(Object location annotation data)
==*==

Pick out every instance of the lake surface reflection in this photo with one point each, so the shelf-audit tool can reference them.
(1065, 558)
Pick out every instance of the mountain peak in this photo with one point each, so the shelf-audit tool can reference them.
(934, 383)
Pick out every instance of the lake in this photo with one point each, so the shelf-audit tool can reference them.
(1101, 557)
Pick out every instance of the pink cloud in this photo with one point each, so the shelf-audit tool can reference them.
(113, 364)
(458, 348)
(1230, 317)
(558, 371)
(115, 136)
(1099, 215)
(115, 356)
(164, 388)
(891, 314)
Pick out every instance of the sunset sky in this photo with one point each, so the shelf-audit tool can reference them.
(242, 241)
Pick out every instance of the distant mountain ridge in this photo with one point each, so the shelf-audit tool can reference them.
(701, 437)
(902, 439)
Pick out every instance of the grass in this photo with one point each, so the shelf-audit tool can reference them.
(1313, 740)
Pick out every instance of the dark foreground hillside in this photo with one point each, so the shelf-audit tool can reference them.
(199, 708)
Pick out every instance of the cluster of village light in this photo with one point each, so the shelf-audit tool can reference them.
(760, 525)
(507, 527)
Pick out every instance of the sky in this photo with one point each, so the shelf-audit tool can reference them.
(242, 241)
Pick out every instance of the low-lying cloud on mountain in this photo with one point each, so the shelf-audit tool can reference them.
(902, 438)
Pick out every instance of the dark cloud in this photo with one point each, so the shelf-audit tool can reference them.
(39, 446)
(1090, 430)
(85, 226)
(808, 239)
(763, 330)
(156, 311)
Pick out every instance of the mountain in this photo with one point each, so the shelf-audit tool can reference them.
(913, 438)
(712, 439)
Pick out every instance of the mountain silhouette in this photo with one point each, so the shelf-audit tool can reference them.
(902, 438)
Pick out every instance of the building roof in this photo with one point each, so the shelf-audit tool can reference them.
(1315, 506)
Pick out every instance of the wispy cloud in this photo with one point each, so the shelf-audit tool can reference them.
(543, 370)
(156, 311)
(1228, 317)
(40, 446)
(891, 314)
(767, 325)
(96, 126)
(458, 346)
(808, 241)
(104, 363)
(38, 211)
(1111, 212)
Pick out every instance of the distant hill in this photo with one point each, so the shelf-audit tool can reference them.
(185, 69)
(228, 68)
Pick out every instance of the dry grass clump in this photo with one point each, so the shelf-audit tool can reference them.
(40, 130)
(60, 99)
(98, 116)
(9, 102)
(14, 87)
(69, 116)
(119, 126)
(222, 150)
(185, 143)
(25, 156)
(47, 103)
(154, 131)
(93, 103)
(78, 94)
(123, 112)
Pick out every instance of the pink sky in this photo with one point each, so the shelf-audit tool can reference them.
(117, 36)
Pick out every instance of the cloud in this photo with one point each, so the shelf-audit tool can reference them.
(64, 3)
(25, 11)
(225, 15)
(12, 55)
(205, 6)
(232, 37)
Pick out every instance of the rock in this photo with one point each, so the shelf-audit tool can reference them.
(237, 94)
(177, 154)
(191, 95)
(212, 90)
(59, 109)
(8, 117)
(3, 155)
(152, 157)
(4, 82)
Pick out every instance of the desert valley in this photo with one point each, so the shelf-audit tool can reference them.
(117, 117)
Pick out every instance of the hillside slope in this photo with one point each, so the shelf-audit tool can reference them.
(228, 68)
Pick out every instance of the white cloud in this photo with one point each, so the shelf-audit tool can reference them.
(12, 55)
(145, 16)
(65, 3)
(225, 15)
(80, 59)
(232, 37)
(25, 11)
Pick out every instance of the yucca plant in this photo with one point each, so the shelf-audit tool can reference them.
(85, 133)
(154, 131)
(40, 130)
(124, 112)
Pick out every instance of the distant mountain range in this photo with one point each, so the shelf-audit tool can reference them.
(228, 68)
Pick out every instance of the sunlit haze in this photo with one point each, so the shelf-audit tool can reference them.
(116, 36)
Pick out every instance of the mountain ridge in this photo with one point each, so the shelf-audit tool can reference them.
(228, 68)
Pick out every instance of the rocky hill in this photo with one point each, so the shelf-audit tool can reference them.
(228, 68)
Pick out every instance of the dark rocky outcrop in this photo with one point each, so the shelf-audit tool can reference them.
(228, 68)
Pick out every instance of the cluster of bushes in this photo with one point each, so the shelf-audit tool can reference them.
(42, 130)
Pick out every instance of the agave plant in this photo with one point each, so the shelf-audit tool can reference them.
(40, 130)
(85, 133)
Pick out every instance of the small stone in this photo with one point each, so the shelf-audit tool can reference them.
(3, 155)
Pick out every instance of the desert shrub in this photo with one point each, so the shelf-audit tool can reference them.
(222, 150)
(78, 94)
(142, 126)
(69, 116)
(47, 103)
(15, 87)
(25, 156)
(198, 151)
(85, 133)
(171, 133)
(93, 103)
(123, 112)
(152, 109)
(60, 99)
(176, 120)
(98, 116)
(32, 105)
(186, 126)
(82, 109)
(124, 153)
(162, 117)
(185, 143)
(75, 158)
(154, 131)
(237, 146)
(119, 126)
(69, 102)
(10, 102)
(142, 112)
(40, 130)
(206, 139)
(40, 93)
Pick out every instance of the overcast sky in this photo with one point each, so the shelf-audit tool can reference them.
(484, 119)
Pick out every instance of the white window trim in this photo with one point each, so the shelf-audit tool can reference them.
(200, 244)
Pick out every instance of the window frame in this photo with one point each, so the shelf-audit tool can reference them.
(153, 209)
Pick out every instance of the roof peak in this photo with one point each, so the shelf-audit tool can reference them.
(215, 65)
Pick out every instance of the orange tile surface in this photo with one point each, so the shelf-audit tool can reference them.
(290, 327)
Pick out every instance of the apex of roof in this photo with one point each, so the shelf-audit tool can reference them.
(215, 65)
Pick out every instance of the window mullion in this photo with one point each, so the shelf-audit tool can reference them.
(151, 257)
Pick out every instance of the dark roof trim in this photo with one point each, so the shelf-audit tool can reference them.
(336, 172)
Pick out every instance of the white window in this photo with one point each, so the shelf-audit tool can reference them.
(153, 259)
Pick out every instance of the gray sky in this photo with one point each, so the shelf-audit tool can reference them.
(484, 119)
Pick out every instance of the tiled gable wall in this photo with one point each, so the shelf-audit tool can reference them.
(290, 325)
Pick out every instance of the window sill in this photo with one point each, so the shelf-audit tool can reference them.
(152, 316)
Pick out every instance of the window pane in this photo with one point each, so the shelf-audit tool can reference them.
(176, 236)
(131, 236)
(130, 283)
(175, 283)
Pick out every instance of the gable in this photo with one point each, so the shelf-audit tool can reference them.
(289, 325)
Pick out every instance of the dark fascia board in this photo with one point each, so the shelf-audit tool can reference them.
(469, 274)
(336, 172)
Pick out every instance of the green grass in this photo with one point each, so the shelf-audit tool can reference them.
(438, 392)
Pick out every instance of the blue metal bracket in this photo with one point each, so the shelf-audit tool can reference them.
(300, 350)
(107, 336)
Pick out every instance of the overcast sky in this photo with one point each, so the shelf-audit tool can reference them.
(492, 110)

==*==

### Directions for this task
Switch every occurrence of "shelf-audit tool" in the material above to "catalog tool", and leave all other text as it is.

### The output
Pick out every instance of the lake surface reflection in this photo with one point each, so the catalog tool can reference them.
(1065, 558)
Pick out every instance of the mountain peak in this photo with one point each, so the catalog tool can reference them.
(934, 383)
Pick out every instance of the lake in this photo with one point each, so the catalog tool can reference them.
(1101, 557)
Pick out every instance of the pink cloud in this photo with one point each, so the catalog tool can reference them.
(113, 364)
(458, 348)
(1230, 317)
(558, 371)
(115, 136)
(1099, 215)
(115, 356)
(164, 388)
(891, 314)
Pick out every instance of the sunset sky in this photo with one point each, so the catalog tool can reference them.
(242, 241)
Pick out every instance of the distant mountain ridge in this photo with one point each, so the catalog tool can reference them.
(701, 437)
(902, 439)
Pick out every instance of the grass in this photo with one point each, so the catalog tool can reference them.
(1313, 740)
Pick out every instance of the dark foreground hillside in this photo with one point each, so the catalog tool can reference them.
(199, 708)
Pick out every instance of the cluster of village light in this photo with one point each, so the catalog tool can reference them.
(760, 525)
(507, 527)
Pick out every instance of the sky in this photo with one point each, so the catalog tool can reference them.
(242, 241)
Pick out every instance of the low-lying cloud on mountain in this photo with one point each, so the catalog tool can reference them.
(902, 438)
Pick out every instance of the dark cloud in this photo with one point each, so the catalog tool can reference them.
(39, 446)
(1090, 430)
(85, 226)
(808, 239)
(763, 330)
(156, 311)
Pick out every instance of the mountain in this photo with one point each, so the catalog tool can reference them.
(913, 438)
(712, 439)
Pick out every instance of the mountain silhouette in this photo with one point each, so the catalog tool can reference them.
(902, 438)
Pick out every instance of the building roof in this photo with one point each, so the catalog tool can reference them.
(1315, 506)
Pick out every instance of the wispy cloud in this photo with one point each, so the catalog tool can reference them.
(543, 370)
(156, 311)
(1228, 317)
(40, 446)
(891, 314)
(767, 325)
(96, 126)
(458, 346)
(808, 241)
(104, 363)
(38, 211)
(1111, 212)
Pick out every instance of the distant hill in this photo with one point each, so the catalog tool can reference them.
(185, 69)
(228, 68)
Pick out every instance of the dry grass clump in this photo with one point each, so the catalog tool can reference them.
(40, 130)
(60, 99)
(98, 116)
(9, 102)
(14, 87)
(69, 116)
(119, 126)
(222, 150)
(185, 143)
(25, 156)
(47, 103)
(154, 131)
(93, 103)
(78, 94)
(123, 112)
Pick out every instance of the pink sky in this photo with one point each, so the catalog tool can reference them.
(117, 36)
Pick out every instance of the cloud in this photo with one point each, so the catalog tool can reference them.
(64, 3)
(25, 11)
(225, 15)
(12, 55)
(205, 6)
(232, 37)
Pick out every instance of the rock in this photo with one point each, so the catalog tool can reference them.
(237, 94)
(177, 154)
(191, 95)
(212, 90)
(59, 109)
(8, 117)
(3, 155)
(152, 157)
(4, 82)
Pick out every instance of the desert valley in this photo with one point each, so the catalog tool can reference them.
(117, 117)
Pick out every instance of the hillside slope in this photo with one point each, so the catalog tool can reference them.
(228, 68)
Pick out every instance of the white cloud in this photo with one point each, so the catalog tool can reference them.
(12, 55)
(145, 16)
(65, 3)
(225, 15)
(80, 59)
(232, 37)
(25, 11)
Pick out every instance of the yucca plant in this photo with one point each, so the catalog tool can reference them.
(85, 133)
(154, 131)
(40, 130)
(124, 112)
Pick out every instance of the distant mountain range in this photo with one point each, so the catalog tool can reference them.
(228, 68)
Pick out every instance of the sunlit haze in this photo with one point each, so the catalog tool can reference them.
(116, 36)
Pick out every instance of the mountain ridge in this photo with one point each, so the catalog tool can reference them.
(228, 68)
Pick out every instance of the rocky hill in this photo with one point each, so the catalog tool can reference them.
(228, 68)
Pick out every instance of the dark rocky outcrop in this photo with one point each, so the catalog tool can reference them.
(228, 68)
Pick out every instance of the cluster of bushes in this photo with one point each, so the catalog tool can reference them.
(42, 130)
Pick out every instance of the agave plant in this photo with one point each, so the catalog tool can reference them.
(40, 130)
(85, 133)
Pick out every instance of the small stone in this photo with one point each, so the catalog tool can reference them.
(3, 155)
Pick out every instance of the desert shrub in this photo with one point each, so the catalog tool can reference them.
(222, 150)
(78, 94)
(142, 126)
(69, 116)
(47, 103)
(15, 87)
(25, 156)
(198, 151)
(85, 133)
(171, 133)
(93, 103)
(123, 112)
(152, 109)
(60, 99)
(176, 120)
(98, 116)
(32, 105)
(186, 126)
(82, 109)
(124, 153)
(162, 117)
(185, 143)
(75, 158)
(154, 131)
(237, 146)
(119, 126)
(69, 102)
(10, 102)
(142, 112)
(40, 130)
(206, 139)
(40, 93)
Pick out every instance of the overcast sky in this photo with one point each, so the catalog tool can reference them.
(484, 119)
Pick out every instance of the white window trim in this photo with one point each, so the catalog tool can reference them.
(200, 244)
Pick out every instance of the window frame in this photo with one point each, so the catalog tool can reference them.
(153, 209)
Pick out every instance of the roof peak in this photo with one point each, so the catalog tool can reference them.
(215, 65)
Pick out every instance of the orange tile surface in this photo with one point each, so the catalog tool can reference them.
(290, 327)
Pick out every instance of the apex of roof in this photo with one point each, so the catalog tool can reference them.
(215, 65)
Pick out every instance of the window mullion in this photo with one point each, so the catalog tool can reference them.
(151, 257)
Pick out every instance of the dark roof trim in this photo with one point each, so the catalog tool can reference them.
(336, 172)
Pick out every instance of the white window in this photo with one point each, so the catalog tool can reference them.
(153, 259)
Pick out every instance of the gray sky in this photo with one point each, so the catalog tool can reference them.
(484, 119)
Pick out every instance of the tiled gable wall in this photo with one point each, so the catalog tool can reference them.
(290, 325)
Pick out every instance of the window sill in this photo with one point each, so the catalog tool can reference them.
(152, 316)
Pick out every instance of the window pane in this photo with one point each, so the catalog tool can reference them.
(176, 236)
(131, 236)
(130, 283)
(175, 283)
Pick out every instance of the gable in this photo with one point each, so the catalog tool can reference them.
(289, 325)
Pick out every instance of the dark fascia board in this photo with one point each, so the catalog tool can reference them.
(469, 274)
(336, 172)
Pick out every instance of the green grass in this photo with one point each, so the catalog tool can reference them.
(438, 392)
Pick out every instance of the blue metal bracket in this photo with one point each, so the catalog tool can reference them.
(300, 350)
(107, 336)
Pick out every instance of the overcast sky in this photo with one point each, so the catalog tool can reference them.
(492, 110)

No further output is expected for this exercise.